START TEXT BLOCK

Dr. Scott Campbell has been on the faculty of the Department of Chemical & Biomedical Engineering at the University of South Florida since 1986. He currently serves as the department undergraduate advisor. Scott was a co-PI on an NSF STEP grant for the reform of the Engineering Calculus sequence at USF. This grant required him to build relationships with engineering faculty of other departments and also faculty from the College of Arts and Sciences. Over the course of this grant, he advised over 500 individual calculus students on their course projects. He was given an Outstanding Advising Award by USF and has been the recipient of numerous teaching awards at the department, college, university (Jerome Krivanek Distinguished Teaching Award) and state (TIP award) levels. Scott is also a co-PI of a Helios-funded Middle School Residency Program for Science and Math (for which he teaches the capstone course) and is on the leadership committee for an NSF IUSE grant to transform STEM Education at USF. His research is in the areas of solution thermodynamics and environmental monitoring and modeling.

END TEXT BLOCK
START DATA FOR REVIEW

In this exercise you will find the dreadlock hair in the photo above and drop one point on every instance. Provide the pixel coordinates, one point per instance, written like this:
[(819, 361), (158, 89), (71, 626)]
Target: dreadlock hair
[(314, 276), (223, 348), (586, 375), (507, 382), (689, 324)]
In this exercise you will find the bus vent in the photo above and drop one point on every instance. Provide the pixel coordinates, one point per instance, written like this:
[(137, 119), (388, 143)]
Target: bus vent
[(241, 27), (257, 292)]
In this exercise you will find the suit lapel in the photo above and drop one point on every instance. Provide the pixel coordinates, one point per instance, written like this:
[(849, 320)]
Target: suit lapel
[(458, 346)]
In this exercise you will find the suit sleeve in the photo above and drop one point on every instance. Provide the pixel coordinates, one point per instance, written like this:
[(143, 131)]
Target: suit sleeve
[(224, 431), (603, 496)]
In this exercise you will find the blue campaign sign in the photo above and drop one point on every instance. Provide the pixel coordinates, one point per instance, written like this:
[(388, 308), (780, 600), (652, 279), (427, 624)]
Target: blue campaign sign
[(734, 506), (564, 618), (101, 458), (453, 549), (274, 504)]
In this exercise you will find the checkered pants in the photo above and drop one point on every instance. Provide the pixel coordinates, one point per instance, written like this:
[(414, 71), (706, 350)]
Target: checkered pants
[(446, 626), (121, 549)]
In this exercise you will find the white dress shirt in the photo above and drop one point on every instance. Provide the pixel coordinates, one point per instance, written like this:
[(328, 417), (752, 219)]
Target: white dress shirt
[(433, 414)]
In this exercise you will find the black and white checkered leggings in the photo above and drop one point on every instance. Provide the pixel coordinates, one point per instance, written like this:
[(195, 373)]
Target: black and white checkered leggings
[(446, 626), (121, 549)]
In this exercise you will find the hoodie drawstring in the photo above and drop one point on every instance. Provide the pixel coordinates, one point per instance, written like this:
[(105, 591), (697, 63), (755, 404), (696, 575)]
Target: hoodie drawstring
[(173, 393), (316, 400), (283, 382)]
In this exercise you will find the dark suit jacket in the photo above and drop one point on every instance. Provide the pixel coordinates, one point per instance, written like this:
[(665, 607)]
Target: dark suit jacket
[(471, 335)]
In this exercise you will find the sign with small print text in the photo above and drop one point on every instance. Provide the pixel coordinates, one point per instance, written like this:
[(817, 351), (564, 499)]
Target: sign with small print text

END DATA FOR REVIEW
START DATA FOR REVIEW

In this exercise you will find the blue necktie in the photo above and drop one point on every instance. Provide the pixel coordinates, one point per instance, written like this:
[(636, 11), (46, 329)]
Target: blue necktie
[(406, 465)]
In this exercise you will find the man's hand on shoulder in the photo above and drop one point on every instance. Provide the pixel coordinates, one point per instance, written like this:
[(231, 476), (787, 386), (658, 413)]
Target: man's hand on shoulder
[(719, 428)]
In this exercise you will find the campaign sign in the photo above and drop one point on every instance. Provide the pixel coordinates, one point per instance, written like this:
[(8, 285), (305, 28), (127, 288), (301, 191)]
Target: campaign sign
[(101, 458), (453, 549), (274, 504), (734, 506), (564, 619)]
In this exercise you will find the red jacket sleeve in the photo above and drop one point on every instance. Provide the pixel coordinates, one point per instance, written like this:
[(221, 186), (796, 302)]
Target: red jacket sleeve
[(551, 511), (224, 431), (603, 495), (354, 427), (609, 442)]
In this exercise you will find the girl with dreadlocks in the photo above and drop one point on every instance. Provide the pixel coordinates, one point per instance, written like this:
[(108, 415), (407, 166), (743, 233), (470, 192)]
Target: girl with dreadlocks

END DATA FOR REVIEW

From the Scott Campbell biography, list every level at which he has received teaching awards. The records play no part in what follows.

- Department
- College
- University
- State